Requirement: Rewrite all the items below, substituting "picture" for each "photograph" and leaving everything else unchanged. Omit the pictures from your answer.

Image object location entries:

'''

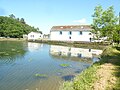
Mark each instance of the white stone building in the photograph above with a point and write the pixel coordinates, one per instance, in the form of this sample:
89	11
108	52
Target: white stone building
34	36
71	33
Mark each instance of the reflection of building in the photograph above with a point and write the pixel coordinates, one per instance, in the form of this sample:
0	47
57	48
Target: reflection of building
73	52
33	46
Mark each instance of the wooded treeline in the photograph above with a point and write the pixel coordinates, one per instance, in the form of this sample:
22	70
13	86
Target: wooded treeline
14	27
106	24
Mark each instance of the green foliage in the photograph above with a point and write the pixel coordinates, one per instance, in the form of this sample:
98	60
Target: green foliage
104	22
64	65
14	27
82	82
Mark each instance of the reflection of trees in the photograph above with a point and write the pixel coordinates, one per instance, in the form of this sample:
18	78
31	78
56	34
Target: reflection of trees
11	50
71	53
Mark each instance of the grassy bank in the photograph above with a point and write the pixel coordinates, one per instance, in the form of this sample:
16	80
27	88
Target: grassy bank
103	75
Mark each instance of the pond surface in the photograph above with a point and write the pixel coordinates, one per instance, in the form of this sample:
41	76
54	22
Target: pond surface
35	66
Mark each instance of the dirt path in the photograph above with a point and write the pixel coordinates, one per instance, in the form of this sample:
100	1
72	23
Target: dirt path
106	79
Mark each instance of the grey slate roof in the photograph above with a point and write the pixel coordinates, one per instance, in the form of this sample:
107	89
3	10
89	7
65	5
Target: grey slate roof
72	28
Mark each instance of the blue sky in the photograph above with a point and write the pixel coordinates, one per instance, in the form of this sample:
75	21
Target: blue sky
47	13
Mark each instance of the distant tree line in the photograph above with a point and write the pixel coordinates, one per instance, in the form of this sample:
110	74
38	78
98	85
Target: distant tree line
15	27
105	24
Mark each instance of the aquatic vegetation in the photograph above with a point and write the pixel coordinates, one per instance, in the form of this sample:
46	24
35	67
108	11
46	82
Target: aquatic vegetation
64	65
41	75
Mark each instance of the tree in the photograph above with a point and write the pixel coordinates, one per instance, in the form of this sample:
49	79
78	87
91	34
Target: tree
12	16
104	22
14	28
22	20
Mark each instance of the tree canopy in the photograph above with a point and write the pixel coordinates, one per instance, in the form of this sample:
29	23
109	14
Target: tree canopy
14	27
105	23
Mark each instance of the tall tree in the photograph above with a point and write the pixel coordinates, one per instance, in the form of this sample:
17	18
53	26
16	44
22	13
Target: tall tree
22	20
104	22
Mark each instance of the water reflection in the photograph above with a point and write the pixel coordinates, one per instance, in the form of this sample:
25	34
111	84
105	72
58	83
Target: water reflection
34	46
73	53
11	51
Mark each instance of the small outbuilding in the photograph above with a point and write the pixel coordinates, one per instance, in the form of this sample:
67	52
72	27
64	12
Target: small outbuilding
71	33
34	36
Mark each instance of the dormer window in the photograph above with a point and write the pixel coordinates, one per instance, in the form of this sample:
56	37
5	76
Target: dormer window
70	32
60	32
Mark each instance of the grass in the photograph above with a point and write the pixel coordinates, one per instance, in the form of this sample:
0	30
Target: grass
87	79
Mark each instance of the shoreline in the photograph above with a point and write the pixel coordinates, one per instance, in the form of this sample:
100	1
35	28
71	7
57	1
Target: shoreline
102	75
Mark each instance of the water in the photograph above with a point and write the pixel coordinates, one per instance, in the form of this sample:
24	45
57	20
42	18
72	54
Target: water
35	66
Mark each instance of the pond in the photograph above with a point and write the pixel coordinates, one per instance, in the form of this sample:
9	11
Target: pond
35	66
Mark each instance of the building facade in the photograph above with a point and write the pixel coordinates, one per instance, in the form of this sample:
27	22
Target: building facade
34	36
71	33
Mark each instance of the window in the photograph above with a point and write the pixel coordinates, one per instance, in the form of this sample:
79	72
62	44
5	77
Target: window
70	33
80	32
60	32
69	37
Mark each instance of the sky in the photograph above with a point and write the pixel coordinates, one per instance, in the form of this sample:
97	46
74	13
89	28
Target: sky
47	13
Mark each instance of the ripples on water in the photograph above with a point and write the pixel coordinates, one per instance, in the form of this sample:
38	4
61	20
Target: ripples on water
22	65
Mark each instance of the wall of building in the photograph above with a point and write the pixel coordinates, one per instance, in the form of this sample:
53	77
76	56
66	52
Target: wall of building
75	36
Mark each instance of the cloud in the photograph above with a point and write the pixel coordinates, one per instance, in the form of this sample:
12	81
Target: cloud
81	21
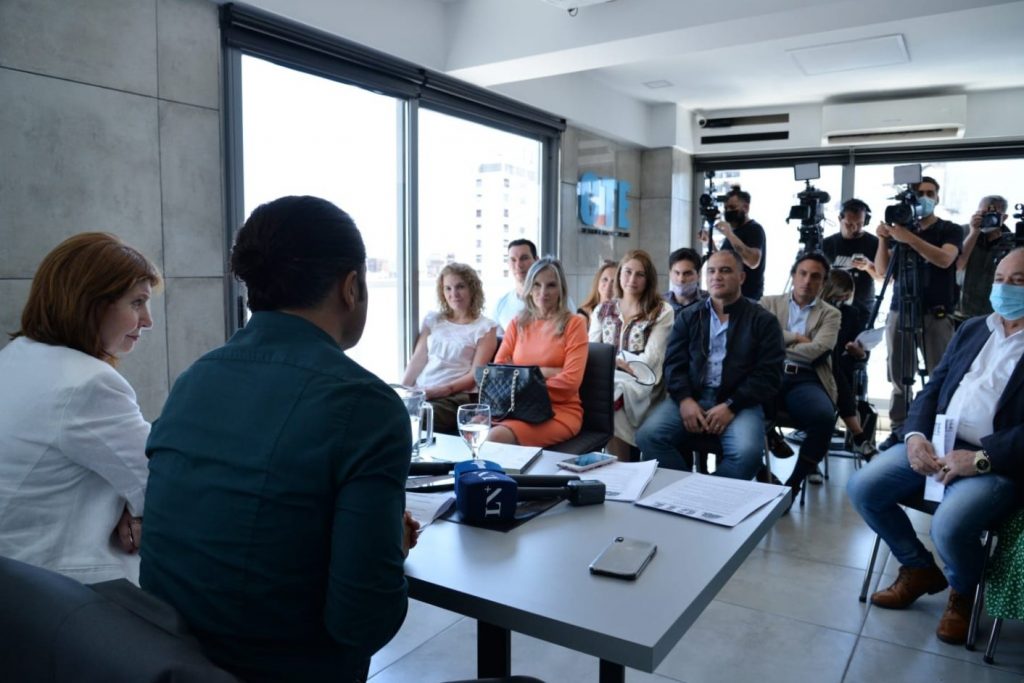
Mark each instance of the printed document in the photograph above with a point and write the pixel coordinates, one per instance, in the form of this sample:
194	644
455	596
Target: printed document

'''

Completed exercise:
Mark each instance of the white stone building in the picture above with a point and write the pixel coordinates, one per instance, in the form of this sample:
89	11
108	52
Target: white stone building
34	36
71	33
Mark each instance of the reflection of building in the picture above with a point and write the pixel coordinates, one per instance, in the form of this sample:
0	47
57	48
Target: reflection of building
73	52
33	46
Mark each instance of the wooded treeline in the picture above with a point and write the pixel coordinates, one per instance, in the form of this sample:
22	70
13	86
Target: wooded treeline
14	27
106	24
Mark each instance of the green foliage in the picture above with a point and write the pixel coordinates, one per instance, in the form of this sample:
98	60
Target: green foliage
104	22
64	65
14	27
82	82
Mark each instance of the reflection of trees in the picture above with a point and write the pixel coordinates, one per instance, in the form of this sample:
18	78
31	78
56	34
Target: reflection of trees
11	50
71	53
Mark each instance of the grassy bank in the picture above with a point and write the pixel coordinates, one per instance, in the form of this sample:
16	80
27	88
Target: grassy bank
103	75
Mark each instance of the pond surface in the picture above with a point and write the pixel coordinates, one per instance, in the form of this sample:
41	76
54	22
Target: pond surface
35	66
Mark each instance of the dirt path in the picture above with a point and write the pixel coordinates, one per instance, in the form of this sample:
100	1
72	23
Target: dirt path
106	79
Mark each instance of the grey slate roof in the picture above with a point and write the pixel coordinates, one per instance, in the form of this sample:
107	89
3	10
89	7
65	5
Target: grey slate roof
72	28
Mark each instance of the blue sky in the picture above with a point and write the pixel coordinates, one per instance, in the form of this sample:
75	21
Target: blue sky
47	13
Mark each instance of the distant tree line in the picture above with a point and write the pixel coordinates, one per instance, in the form of this sample:
110	74
38	78
98	85
Target: distant tree line
15	27
105	24
Mark each instance of the aquatic vegetation in the picture above with a point and write the pixel coordinates, one per instance, in the form of this sample:
46	24
35	67
108	11
46	82
Target: aquatic vegetation
64	65
41	75
Mark each instance of the tree in the picture above with a point and write the pixel coordinates, one per instance, in the form of this sample:
49	79
78	87
91	34
Target: tree
12	16
104	22
14	28
22	20
Mark each instance of the tree canopy in the picture above with a point and write the pixel coordinates, one per instance, in the form of this sample:
29	23
109	14
Target: tree canopy
14	27
105	23
Mark each instance of the tall tree in the picture above with a point and write the pixel coordinates, one per instance, in the form of this sample:
17	18
53	26
16	44
22	13
Target: tall tree
22	20
104	22
Mark each instance of the water reflection in the picture above with a point and write the pixel coordinates, one per instance, in the form of this sample:
25	34
111	84
105	72
58	83
Target: water reflection
34	46
73	53
11	51
Mark each instance of the small outbuilding in the picture above with a point and write the pixel coordinates, one per instance, in the form of this sample:
67	52
72	27
64	12
Target: small outbuilding
71	33
34	36
Mark each instance of the dormer window in the picture above with a point and write the pixel coordinates, one per instance, in the form of this sample:
56	37
5	76
Target: dormer window
70	32
60	32
Mark each instance of the grass in the picture above with a point and write the pixel coordinates, one per instance, in the form of this sample:
0	30
Target: grass
87	79
Mark each instance of the shoreline in the picture above with a point and write the pixel coordinates, one per instance, in the form of this sample:
100	1
35	28
71	7
57	1
Target: shoreline
102	75
Mark each instance of the water in the picture above with a point and write the pixel coordinates, one per instance, in the form of this sample:
24	45
57	20
42	18
72	54
Target: water
35	66
Mark each instance of the pond in the picture above with a point and write the pixel coordinates, one per instance, in the form of this sample:
9	11
Target: pond
35	66
Mark each instance of the building facade in the picture above with a point and write the pixel coordinates, one per instance, in the form of this sample:
27	22
Target: building facade
34	36
71	33
Mark each instance of the window in the picture above with a point and write the pixel coordinates, one per instance, in the form of this sample:
79	72
62	44
5	77
Target: window
70	33
80	32
60	32
69	37
Mark each instance of the sky in the picture above with a point and write the pixel coordinates, one per instance, in the form of this sample:
97	46
74	13
89	28
Target: sky
47	13
Mark each instance of the ripples on water in the picture above with a point and write the pixel coordinates, one per instance, in the form of this sample:
38	4
61	20
Target: ripples on water
22	65
Mark each instance of the wall of building in the picture above with a point and write the pixel coordinates, one per instance, in the form of this sample:
53	77
76	56
66	52
Target: wall of building
75	36
Mark each instance of the cloud in the picture above with a point and write the pixel coordinates, one per instance, in the form of this sample:
12	81
Target: cloud
81	21
Mark each instance of the printed document in the picture above with a point and write the pixel coordinates, one per instance, in the form of this sample:
194	644
455	596
Target: printed document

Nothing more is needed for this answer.